Reproduce verbatim, line by line, everything from the line containing "0L7 3L8 8ZM114" to the last line of the listing below; add nothing.
--- START ---
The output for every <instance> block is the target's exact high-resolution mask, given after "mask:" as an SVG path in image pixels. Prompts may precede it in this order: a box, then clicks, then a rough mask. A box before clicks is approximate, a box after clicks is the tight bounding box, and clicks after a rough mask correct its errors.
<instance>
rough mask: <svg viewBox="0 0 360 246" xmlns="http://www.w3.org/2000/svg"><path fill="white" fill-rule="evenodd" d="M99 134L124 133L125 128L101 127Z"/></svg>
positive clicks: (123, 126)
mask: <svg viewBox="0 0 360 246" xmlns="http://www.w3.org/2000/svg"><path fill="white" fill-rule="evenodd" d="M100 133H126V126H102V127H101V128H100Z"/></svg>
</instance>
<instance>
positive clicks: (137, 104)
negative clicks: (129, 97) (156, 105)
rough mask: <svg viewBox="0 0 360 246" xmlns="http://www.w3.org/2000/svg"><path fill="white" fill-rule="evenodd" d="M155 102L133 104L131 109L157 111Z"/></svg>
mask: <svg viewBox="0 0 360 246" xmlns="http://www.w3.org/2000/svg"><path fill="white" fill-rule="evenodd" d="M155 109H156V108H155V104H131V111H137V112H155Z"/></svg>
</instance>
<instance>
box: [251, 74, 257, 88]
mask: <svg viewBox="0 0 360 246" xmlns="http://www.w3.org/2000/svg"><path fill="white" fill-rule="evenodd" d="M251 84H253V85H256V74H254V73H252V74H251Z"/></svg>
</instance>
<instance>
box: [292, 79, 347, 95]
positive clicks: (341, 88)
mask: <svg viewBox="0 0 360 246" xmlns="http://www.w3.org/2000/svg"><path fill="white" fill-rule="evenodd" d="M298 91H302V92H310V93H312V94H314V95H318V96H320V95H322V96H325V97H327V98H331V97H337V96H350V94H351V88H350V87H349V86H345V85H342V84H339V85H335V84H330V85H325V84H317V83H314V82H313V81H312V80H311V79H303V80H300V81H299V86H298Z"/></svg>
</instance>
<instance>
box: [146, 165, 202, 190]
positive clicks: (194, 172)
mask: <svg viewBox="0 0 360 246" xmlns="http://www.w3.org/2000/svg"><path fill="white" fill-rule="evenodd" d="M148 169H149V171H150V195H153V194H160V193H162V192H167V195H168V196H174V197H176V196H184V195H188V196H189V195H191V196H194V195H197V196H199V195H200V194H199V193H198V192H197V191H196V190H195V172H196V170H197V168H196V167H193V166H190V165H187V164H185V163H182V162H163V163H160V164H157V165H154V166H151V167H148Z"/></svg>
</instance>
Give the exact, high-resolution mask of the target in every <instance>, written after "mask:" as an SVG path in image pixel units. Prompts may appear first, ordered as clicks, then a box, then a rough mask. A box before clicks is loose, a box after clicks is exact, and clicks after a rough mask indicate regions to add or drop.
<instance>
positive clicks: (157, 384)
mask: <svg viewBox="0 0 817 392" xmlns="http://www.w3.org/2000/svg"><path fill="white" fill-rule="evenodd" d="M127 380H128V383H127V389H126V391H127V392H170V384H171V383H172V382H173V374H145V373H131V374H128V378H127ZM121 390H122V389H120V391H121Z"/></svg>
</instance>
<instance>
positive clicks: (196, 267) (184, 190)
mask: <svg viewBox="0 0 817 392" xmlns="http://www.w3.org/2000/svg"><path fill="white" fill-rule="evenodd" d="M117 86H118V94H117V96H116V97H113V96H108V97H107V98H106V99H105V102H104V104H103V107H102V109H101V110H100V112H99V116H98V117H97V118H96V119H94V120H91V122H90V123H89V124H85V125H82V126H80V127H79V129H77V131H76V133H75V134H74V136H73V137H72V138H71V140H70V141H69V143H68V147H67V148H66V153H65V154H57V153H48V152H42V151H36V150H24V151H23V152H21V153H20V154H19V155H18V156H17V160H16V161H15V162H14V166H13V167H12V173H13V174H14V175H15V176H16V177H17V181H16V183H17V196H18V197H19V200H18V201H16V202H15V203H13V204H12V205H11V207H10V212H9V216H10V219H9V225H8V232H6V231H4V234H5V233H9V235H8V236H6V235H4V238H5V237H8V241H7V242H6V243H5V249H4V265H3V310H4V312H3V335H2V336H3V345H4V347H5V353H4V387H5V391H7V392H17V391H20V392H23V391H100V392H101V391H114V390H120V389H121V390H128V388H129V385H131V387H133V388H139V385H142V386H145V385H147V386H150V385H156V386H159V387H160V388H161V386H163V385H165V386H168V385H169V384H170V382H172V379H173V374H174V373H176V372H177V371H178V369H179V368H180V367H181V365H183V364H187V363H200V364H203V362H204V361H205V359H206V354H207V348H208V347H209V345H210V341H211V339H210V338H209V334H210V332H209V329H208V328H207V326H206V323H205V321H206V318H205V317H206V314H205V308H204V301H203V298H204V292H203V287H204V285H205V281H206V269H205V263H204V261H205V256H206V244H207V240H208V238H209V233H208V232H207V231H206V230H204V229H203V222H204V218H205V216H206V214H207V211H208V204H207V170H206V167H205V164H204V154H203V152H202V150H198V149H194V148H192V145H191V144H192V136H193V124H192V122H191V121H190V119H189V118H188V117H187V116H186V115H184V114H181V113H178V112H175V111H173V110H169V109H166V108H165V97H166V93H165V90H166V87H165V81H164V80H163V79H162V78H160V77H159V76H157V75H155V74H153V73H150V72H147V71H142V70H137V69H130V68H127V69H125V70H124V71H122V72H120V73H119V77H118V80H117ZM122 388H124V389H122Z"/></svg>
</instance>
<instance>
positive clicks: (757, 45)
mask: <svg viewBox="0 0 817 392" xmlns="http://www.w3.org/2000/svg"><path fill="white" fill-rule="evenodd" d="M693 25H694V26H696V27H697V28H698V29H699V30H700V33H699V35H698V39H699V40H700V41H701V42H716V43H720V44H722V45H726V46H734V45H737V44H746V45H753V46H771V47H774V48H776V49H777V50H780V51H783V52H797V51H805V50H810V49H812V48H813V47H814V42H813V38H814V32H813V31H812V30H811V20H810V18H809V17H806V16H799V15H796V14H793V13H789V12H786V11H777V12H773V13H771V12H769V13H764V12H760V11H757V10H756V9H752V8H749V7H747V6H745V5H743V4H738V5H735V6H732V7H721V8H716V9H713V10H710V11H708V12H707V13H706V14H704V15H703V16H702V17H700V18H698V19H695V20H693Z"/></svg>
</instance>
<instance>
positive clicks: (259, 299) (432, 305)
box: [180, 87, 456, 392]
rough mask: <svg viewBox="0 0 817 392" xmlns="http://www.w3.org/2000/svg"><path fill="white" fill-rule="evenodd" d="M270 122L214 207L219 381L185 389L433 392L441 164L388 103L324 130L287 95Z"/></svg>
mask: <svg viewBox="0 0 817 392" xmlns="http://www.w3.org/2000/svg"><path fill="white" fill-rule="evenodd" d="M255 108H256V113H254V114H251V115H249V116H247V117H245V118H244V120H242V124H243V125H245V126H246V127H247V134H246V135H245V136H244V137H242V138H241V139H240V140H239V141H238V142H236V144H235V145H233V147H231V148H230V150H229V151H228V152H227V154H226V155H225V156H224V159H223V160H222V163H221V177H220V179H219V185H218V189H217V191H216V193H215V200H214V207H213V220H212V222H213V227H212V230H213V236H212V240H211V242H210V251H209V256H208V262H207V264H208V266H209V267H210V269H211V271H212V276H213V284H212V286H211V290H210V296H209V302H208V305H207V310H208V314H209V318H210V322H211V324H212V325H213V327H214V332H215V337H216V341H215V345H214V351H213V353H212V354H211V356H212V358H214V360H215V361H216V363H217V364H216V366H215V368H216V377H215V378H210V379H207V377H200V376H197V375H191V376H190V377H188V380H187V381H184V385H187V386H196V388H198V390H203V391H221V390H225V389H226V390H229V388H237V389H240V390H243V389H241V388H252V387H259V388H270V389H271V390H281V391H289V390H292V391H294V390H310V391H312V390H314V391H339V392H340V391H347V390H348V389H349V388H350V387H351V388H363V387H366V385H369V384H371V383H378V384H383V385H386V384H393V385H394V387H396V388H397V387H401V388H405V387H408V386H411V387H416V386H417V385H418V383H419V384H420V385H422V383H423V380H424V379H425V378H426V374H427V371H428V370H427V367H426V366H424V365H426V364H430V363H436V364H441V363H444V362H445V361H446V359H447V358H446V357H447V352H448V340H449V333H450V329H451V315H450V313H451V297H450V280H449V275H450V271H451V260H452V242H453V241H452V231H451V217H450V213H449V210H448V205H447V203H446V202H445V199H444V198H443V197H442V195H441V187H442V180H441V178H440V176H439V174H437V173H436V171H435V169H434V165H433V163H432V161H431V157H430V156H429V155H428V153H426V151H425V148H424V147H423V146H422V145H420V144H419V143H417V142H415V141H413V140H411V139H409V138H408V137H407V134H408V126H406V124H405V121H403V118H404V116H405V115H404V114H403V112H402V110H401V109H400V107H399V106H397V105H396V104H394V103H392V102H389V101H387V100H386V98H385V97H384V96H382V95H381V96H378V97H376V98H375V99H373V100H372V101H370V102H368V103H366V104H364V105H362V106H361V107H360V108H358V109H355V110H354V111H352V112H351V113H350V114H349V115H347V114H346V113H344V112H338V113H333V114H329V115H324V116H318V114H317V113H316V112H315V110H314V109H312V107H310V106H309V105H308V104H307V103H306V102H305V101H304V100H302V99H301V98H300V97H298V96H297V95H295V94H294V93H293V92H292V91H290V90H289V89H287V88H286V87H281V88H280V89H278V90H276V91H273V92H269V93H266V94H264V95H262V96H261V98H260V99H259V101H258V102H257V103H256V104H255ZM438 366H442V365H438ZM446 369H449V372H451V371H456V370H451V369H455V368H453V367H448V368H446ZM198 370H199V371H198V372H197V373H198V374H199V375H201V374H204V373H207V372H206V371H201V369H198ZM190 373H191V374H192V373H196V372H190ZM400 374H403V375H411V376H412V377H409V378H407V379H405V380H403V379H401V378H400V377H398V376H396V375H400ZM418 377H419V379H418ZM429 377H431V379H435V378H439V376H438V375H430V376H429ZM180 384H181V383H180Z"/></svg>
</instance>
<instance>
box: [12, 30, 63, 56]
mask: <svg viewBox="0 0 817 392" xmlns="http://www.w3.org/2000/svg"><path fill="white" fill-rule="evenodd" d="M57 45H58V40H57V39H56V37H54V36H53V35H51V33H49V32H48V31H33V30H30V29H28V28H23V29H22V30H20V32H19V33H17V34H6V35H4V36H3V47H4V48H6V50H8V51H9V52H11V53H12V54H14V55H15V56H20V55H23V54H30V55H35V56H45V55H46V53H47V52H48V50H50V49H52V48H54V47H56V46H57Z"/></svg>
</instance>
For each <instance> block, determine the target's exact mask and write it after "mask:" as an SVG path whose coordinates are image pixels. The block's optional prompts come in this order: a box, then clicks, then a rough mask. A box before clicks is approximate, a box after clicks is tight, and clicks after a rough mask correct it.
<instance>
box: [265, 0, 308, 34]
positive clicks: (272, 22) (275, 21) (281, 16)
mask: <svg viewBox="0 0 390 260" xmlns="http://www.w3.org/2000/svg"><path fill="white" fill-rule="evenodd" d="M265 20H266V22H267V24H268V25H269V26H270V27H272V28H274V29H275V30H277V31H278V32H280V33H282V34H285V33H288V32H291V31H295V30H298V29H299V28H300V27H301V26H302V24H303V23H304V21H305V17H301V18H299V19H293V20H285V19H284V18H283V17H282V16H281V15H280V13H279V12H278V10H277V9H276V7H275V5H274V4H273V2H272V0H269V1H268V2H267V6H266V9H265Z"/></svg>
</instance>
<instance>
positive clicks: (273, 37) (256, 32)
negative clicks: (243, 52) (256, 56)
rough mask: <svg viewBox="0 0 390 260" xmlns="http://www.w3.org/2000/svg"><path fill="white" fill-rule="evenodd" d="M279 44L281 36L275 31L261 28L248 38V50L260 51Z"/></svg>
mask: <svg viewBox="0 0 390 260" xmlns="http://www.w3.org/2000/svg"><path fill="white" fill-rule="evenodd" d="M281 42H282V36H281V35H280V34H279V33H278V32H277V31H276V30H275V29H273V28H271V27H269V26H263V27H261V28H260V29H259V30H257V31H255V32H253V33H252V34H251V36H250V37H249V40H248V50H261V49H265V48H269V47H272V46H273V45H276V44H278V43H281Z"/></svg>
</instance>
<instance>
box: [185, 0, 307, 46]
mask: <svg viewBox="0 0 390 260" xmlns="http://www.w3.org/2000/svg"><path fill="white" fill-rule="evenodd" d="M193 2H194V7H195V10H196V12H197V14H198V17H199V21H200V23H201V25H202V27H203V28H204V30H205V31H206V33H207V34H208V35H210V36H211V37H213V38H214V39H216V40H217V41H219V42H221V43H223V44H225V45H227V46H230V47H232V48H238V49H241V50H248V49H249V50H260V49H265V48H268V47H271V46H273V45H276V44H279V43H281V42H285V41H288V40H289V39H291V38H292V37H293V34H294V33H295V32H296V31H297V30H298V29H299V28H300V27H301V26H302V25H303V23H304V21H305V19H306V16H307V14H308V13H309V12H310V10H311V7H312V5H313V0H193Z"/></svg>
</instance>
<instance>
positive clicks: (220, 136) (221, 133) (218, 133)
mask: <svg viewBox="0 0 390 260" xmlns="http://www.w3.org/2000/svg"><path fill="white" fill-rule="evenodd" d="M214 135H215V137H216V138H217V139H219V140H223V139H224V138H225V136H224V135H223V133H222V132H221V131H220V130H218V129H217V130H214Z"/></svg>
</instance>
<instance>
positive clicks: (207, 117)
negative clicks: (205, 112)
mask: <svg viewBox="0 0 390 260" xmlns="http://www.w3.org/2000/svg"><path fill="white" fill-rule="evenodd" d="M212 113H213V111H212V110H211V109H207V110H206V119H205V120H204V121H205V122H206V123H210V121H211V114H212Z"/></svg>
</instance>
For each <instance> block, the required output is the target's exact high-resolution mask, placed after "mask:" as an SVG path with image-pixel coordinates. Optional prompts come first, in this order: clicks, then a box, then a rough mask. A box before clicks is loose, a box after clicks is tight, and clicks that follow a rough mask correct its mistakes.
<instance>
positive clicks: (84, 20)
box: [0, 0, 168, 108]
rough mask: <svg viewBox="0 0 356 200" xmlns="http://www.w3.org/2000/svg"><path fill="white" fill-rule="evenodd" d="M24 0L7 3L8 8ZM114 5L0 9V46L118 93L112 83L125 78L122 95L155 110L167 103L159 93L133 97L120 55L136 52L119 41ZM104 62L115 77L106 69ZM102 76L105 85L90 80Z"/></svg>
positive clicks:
--- END ---
### RESULT
rough mask: <svg viewBox="0 0 356 200" xmlns="http://www.w3.org/2000/svg"><path fill="white" fill-rule="evenodd" d="M24 0L7 3L8 8ZM114 5L0 9V46L118 93L112 83L125 78L122 95L155 110L167 103L159 93L133 97L120 55L136 52L119 41ZM104 62L115 77L106 69ZM102 76L105 85L90 80Z"/></svg>
positive clicks:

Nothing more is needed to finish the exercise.